§ PROBLEM TO WORK ON: From the apple-canning transcript, copy the passage from "KAYTE YOUNG: And then" to "the canning jars." word for word.

§ DOCUMENT:
* * * * * * *

KENDRA BREWER: We're prepping the apples to go into the blanching bath, and then we're going to let the apples sit while we prepare the rest of the apples.
KAYTE YOUNG: What part are you doing?
COURTNEY ZOONICA: I am slicing the apples
KAYTE YOUNG: And what's going on over here? I see a fancy contraption, what are you doing again?
(Squeeky spinning sound)
COURTNEY ZOONICA: I'm peeling the apples with a peel, with a peeler.
KAYTE YOUNG: [Narrating] Volunteer Courtney ZoonIca is using what some call an apple master, it’s a hand crank gadget that spins an apple on a central spike, while a blade follows the surface of the apple, peeling the skin in one long strip.
KENDRA BREWER: [talking to a class, in a kitchen] And the minute is almost up, so we'll be taking our apples out of the blanching water.
KAYTE YOUNG: So, the process is peeling the apples, slicing the apples, and coring them. And then putting them in a blanche bath for just a minute or so?
KENDRA BREWER: Yeah once the water comes to a boil, for about a minute.
KAYTE YOUNG: And then what else is gonna be added to them before they get canned?
KENDRA BREWER: And then we're gonna mix them with our sugar syrup here that has the apple pie seasoning in it, and then we'll put them into the canning jars.
COURTNEY ZOONICA: There's one more step that we didn't mention which is that we're putting the slices into lemon juice, lemon water, so that they don't brown before we blanch them.
(Soft background music)
KAYTE YOUNG: [Narrating] We'll come back to the kitchen for the rest of the process later in the show.
Molly Douhit is a professional artist; she's a painter. She currently lives in Grand Forks North Dakota, with her parents. She teaches art at a local middle school. Mollie says, it wouldn't be Christmas without the kiss cookie - her mom makes it every year. But Mollie admits it isn't her favorite. We agree that the cookie to chocolate ratio is a bit off.
So, she painted it. One tiny dab of peanut butter dough, with a Hershey’s kiss on top, nestled neatly in the divet of the crackled cookie, and then she sent that little quarter inch image of the cookie, to me - mounted on a card with a holiday greeting. It might possibly be the best Christmas card ever created. And it reminded me of our conversation in November, about paint, and food, and memory, and connection with the people we love. I started by asking Mollie how she got started painting food in kitchen spaces.

* * * * * * *

§ ITEMS:
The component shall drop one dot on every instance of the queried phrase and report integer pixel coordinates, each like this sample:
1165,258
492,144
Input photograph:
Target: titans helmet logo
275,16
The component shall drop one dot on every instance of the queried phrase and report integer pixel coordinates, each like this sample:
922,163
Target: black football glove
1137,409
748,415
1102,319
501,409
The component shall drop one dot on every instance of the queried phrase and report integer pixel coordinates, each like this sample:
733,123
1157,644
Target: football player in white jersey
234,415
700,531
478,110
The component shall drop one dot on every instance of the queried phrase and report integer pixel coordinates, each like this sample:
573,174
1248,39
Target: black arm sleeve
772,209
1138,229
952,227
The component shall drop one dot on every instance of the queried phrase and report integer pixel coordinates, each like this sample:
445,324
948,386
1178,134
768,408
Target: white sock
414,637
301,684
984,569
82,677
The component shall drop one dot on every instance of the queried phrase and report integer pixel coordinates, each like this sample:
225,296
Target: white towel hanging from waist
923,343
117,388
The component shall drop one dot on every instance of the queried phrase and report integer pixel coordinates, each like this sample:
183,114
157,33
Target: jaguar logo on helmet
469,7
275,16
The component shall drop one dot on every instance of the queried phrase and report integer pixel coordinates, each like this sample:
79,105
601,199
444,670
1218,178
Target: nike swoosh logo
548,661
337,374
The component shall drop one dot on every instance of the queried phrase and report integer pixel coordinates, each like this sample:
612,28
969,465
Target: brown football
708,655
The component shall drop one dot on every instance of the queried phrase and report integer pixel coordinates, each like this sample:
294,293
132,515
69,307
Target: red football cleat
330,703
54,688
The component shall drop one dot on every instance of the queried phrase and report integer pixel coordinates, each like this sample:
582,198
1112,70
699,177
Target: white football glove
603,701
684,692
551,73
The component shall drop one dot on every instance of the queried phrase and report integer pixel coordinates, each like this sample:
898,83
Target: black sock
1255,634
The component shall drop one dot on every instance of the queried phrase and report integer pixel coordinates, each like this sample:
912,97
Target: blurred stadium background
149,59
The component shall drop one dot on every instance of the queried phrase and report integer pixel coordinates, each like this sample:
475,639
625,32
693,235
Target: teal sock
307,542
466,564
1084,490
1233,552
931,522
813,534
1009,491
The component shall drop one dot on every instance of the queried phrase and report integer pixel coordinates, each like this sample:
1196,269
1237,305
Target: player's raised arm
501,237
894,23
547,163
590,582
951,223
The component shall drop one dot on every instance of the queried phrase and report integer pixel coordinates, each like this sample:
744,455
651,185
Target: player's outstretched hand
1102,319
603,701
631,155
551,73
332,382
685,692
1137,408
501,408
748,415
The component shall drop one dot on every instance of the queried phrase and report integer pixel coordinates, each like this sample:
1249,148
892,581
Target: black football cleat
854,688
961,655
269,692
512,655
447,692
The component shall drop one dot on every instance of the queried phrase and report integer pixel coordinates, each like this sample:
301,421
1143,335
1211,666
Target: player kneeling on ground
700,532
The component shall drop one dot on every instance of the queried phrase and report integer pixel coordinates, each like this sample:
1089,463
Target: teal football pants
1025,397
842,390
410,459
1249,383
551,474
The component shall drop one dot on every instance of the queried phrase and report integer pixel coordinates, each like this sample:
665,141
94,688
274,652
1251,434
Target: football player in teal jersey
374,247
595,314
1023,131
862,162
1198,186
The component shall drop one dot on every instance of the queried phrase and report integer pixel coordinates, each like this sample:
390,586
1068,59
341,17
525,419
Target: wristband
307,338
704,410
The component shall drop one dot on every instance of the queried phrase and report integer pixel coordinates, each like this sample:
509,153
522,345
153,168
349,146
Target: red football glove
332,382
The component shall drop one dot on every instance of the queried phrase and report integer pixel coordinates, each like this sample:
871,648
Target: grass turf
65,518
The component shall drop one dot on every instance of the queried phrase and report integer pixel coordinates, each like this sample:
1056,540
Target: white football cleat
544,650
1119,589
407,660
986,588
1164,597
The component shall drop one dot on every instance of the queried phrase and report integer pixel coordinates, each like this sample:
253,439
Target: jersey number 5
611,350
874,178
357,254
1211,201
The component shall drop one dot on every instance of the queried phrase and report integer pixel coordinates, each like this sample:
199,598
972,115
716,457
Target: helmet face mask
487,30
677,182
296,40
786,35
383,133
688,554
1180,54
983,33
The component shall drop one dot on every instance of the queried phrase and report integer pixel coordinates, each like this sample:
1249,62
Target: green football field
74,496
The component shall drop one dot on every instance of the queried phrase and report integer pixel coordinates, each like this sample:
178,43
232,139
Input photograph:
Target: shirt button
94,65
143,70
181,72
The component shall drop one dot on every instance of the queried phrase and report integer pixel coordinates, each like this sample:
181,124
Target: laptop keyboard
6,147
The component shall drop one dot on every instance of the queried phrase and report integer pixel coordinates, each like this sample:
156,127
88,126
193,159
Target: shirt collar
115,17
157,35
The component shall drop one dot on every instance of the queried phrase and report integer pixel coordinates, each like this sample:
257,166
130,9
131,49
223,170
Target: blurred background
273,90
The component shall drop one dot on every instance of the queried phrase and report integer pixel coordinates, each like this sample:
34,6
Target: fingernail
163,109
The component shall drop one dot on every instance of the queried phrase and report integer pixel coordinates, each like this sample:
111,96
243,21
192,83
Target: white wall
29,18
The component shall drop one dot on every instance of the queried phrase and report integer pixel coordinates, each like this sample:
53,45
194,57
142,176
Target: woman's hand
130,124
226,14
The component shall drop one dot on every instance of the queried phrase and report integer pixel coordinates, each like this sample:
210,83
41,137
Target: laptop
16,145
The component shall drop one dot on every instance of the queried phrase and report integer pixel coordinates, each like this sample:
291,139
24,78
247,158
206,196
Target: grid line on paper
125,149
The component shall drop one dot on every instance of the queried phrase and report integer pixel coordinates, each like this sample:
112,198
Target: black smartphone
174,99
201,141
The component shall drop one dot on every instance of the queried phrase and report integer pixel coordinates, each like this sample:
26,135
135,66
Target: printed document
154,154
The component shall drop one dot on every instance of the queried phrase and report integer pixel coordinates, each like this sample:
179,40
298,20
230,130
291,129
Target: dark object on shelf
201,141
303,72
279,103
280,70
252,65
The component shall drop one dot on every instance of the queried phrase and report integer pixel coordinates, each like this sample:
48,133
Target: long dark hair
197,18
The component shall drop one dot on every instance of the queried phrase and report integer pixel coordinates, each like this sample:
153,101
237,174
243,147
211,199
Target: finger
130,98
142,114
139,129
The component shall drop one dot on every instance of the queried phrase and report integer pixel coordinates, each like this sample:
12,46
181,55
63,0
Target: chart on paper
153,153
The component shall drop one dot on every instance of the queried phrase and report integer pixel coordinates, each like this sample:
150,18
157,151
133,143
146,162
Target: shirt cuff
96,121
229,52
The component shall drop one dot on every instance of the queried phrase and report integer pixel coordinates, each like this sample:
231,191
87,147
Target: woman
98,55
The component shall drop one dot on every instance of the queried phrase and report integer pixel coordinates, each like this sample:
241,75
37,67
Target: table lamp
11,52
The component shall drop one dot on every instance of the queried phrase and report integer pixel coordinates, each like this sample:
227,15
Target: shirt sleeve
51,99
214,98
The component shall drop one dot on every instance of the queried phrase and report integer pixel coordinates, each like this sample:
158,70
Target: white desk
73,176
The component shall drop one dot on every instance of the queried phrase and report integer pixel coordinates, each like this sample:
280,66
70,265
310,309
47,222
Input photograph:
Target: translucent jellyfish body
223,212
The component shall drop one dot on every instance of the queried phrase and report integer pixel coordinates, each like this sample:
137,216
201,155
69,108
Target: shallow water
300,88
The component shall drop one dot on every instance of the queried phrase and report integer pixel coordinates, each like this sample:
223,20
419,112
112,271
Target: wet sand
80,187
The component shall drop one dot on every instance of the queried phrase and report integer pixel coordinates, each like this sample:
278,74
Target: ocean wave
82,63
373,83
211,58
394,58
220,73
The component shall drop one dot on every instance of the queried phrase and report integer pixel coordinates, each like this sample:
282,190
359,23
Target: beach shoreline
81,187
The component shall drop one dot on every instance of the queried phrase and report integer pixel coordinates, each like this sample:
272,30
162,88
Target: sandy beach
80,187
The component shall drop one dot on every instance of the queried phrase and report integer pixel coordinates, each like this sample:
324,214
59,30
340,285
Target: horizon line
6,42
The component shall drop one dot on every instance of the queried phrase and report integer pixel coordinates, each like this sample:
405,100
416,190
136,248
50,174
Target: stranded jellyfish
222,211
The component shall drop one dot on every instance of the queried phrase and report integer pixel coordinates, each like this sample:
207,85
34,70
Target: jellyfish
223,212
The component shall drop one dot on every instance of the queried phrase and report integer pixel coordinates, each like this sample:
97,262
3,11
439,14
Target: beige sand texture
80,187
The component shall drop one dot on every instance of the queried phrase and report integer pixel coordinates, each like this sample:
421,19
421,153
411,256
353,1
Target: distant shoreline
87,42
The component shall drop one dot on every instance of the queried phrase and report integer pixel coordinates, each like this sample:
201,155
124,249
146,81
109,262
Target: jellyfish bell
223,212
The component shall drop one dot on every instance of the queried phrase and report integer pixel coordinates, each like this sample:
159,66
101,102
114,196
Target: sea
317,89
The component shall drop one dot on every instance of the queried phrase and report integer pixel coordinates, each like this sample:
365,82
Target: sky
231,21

* * * * * * *

§ THE RESULT:
KAYTE YOUNG: And then what else is gonna be added to them before they get canned?
KENDRA BREWER: And then we're gonna mix them with our sugar syrup here that has the apple pie seasoning in it, and then we'll put them into the canning jars.